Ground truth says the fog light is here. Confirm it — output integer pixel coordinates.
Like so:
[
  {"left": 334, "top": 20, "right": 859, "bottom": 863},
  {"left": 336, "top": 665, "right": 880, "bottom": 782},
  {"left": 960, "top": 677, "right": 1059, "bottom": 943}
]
_ _ _ _
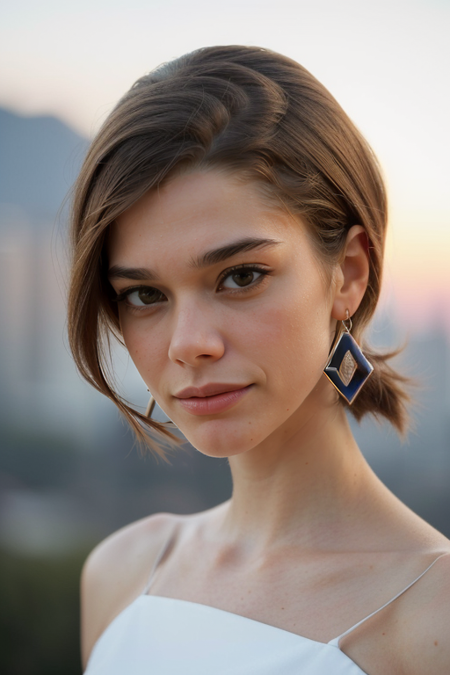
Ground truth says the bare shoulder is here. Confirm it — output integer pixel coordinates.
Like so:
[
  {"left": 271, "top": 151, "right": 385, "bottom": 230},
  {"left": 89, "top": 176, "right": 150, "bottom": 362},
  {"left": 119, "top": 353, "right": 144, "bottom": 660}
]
_ _ _ _
THE REQUEST: Find every line in the records above that contains the string "coordinates", matching case exactly, and copy each of those lines.

ANSWER FOR THIS EXERCISE:
Ground truth says the fog light is here. Confirm it — output integer pixel coordinates.
Ground truth says the bare shoulder is here. Confirm it — output integer pixel coordinates.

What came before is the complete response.